*** Opening of Working data ***

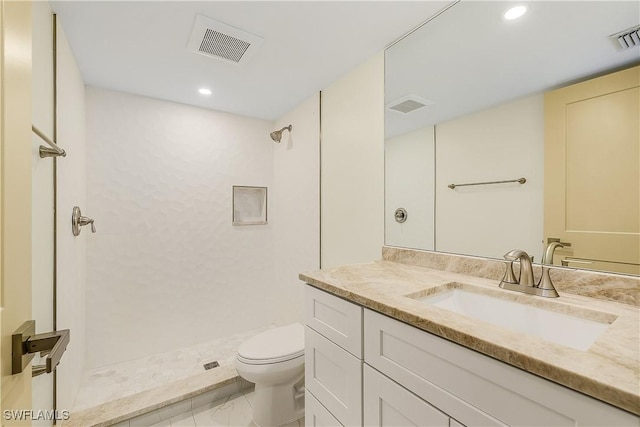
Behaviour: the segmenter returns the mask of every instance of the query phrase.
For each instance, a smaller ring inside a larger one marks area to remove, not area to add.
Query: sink
[[[505,298],[500,292],[458,283],[443,285],[426,292],[429,292],[429,295],[425,296],[424,292],[419,292],[407,296],[432,307],[453,311],[581,351],[589,349],[616,319],[615,315],[590,310],[582,310],[584,317],[573,316],[538,306],[549,304],[547,302],[536,302],[536,305],[523,304]],[[561,309],[567,310],[567,306],[558,305],[556,308]],[[580,311],[580,308],[576,310]],[[593,318],[597,320],[592,320]]]

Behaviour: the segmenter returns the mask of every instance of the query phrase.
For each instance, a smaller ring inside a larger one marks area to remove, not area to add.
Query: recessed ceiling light
[[[511,9],[507,10],[503,16],[504,19],[511,21],[513,19],[520,18],[525,13],[527,13],[526,6],[514,6]]]
[[[198,89],[198,92],[199,92],[201,95],[211,95],[211,93],[212,93],[212,92],[211,92],[211,89],[207,89],[207,88],[204,88],[204,87],[203,87],[203,88]]]

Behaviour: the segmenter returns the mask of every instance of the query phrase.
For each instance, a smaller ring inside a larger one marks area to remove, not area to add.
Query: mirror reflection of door
[[[640,67],[545,94],[544,235],[555,264],[640,274]]]

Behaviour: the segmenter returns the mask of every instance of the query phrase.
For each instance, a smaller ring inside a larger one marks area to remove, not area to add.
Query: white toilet
[[[260,427],[304,416],[304,326],[294,323],[262,332],[238,348],[236,369],[256,384],[253,420]]]

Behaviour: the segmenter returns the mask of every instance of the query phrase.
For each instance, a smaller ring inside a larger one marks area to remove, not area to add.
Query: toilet
[[[262,332],[238,348],[236,370],[255,383],[253,420],[260,427],[304,416],[304,326],[294,323]]]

*** Close of Working data ***

Write out exactly the lines that run from the one containing "Query: white toilet" to the end of the records, both end lines included.

● Written response
Query: white toilet
[[[260,427],[304,416],[304,326],[294,323],[262,332],[238,348],[236,369],[256,384],[253,420]]]

Behaviour: the segmenter returns the mask of every instance of the query phrase.
For each instance, a smaller ring inside a larger one marks area to remove, not area to add.
Query: toilet
[[[262,332],[238,348],[236,370],[255,383],[253,420],[260,427],[304,416],[304,326],[294,323]]]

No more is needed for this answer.